(Beginning of Available data)
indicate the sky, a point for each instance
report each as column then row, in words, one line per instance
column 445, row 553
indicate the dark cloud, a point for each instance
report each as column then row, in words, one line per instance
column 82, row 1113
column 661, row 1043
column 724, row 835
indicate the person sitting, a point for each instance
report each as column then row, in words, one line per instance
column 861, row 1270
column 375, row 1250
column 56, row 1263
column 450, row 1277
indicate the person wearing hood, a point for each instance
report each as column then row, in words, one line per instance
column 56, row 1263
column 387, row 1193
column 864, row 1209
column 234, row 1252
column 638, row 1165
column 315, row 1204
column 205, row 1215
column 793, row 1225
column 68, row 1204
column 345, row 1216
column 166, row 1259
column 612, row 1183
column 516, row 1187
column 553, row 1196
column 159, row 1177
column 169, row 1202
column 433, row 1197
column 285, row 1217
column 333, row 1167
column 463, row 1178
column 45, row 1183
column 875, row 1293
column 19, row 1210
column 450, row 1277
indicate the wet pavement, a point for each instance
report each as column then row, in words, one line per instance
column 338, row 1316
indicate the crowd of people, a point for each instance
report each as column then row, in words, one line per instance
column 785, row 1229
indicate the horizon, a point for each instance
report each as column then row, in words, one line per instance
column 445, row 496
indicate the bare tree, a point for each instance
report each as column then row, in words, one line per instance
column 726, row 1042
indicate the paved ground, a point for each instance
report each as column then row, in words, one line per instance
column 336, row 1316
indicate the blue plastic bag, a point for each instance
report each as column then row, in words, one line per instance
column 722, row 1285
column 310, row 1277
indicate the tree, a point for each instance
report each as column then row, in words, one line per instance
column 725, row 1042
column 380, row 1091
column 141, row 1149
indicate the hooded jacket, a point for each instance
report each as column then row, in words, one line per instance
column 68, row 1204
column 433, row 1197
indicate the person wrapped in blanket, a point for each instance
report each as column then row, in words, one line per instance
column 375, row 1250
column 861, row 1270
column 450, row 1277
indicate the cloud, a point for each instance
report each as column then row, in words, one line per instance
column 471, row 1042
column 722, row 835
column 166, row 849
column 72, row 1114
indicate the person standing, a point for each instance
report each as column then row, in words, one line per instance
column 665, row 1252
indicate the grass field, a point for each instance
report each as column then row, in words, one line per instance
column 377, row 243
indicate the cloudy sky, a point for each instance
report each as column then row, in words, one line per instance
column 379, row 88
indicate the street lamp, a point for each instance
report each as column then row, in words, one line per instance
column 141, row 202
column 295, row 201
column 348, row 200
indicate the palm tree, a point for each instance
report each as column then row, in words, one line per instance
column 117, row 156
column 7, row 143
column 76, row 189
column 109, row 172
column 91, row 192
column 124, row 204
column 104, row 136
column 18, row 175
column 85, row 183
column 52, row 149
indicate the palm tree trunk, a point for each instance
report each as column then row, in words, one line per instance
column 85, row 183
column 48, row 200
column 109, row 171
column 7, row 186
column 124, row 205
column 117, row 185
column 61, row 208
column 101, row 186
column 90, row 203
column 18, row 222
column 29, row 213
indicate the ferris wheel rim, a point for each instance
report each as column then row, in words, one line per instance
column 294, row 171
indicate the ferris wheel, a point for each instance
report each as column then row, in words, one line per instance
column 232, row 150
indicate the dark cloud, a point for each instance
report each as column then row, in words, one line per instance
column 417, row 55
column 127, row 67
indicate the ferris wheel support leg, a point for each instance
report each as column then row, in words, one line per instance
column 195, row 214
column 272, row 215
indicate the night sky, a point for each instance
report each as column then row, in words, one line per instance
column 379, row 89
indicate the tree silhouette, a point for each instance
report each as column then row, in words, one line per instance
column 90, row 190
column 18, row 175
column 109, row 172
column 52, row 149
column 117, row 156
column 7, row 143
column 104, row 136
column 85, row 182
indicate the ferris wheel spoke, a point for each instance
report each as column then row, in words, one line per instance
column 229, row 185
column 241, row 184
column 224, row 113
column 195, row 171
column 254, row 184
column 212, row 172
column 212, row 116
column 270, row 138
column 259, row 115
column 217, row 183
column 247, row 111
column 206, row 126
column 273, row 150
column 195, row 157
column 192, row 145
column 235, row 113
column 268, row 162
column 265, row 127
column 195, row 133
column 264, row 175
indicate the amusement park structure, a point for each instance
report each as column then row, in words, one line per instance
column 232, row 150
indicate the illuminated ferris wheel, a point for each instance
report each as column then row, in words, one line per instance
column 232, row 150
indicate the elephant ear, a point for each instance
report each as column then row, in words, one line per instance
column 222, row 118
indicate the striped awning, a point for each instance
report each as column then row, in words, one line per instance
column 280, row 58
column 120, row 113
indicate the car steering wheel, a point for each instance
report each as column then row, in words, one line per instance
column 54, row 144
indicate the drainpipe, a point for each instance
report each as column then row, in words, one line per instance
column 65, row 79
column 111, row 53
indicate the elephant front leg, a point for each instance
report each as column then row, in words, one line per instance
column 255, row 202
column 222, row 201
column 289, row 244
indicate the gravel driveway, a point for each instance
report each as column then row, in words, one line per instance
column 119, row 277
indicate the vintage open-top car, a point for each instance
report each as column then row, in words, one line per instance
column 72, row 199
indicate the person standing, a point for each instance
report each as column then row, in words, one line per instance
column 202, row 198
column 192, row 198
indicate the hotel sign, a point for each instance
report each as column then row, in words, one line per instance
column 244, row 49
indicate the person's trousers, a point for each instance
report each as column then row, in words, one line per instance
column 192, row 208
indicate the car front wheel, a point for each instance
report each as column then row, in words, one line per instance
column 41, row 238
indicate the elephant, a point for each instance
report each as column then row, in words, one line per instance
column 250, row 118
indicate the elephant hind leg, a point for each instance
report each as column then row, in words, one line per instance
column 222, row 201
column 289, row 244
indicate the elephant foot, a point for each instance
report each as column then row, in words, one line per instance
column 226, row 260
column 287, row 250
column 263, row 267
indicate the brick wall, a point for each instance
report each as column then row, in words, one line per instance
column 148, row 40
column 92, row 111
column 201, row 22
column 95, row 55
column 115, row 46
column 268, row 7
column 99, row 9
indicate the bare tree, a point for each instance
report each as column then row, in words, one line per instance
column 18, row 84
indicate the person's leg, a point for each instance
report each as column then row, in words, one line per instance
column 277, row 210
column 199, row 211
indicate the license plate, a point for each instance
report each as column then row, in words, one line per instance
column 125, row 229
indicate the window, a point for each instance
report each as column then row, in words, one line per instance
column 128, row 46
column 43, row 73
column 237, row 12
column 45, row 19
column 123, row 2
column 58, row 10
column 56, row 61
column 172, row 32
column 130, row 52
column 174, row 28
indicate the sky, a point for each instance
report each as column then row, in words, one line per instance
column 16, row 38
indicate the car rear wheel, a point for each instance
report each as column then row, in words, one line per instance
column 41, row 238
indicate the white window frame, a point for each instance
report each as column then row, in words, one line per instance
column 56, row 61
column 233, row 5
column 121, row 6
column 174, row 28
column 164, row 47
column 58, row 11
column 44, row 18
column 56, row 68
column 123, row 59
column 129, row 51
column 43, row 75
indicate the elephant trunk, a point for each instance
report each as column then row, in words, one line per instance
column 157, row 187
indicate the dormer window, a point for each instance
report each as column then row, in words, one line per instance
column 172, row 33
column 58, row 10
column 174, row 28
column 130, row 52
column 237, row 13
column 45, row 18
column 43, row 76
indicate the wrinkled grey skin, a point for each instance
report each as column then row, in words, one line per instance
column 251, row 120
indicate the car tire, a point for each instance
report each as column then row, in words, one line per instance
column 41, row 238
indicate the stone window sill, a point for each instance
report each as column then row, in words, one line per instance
(End of Available data)
» **Exercise prompt**:
Output exactly the lines of the material above from the one containing "indicate the striped" up to and including the one containing "indicate the elephant foot, a".

» **Your solution**:
indicate the striped awning, a point for each instance
report each as column then row, in words, one line per instance
column 280, row 58
column 120, row 113
indicate the car steering wheel, a point for each instance
report each as column then row, in words, one line per instance
column 54, row 144
indicate the drainpipe, a point for each instance
report each as column then row, in words, one line per instance
column 65, row 79
column 111, row 53
indicate the elephant front leg, a point for each instance
report each as column then row, in words, one line per instance
column 255, row 202
column 222, row 201
column 289, row 244
indicate the gravel driveway, a point for each instance
report each as column then row, in words, one line per instance
column 119, row 277
indicate the vintage open-top car, a point for each instance
report each as column then row, in words, one line per instance
column 72, row 199
indicate the person standing, a point for each instance
report each as column then row, in words, one line per instance
column 202, row 198
column 192, row 198
indicate the hotel sign, a point for each instance
report each as column then row, in words, one line per instance
column 244, row 49
indicate the person's trousers, a point for each instance
report each as column then row, in words, one line per instance
column 192, row 208
indicate the car front wheel, a point for each instance
report each as column then row, in words, one line per instance
column 41, row 238
indicate the elephant, a point for each instance
report each as column then row, in words, one line per instance
column 250, row 118
indicate the elephant hind leg, a point for each instance
report each as column then row, in words, one line per instance
column 222, row 201
column 289, row 244
indicate the elephant foot, a point for each instance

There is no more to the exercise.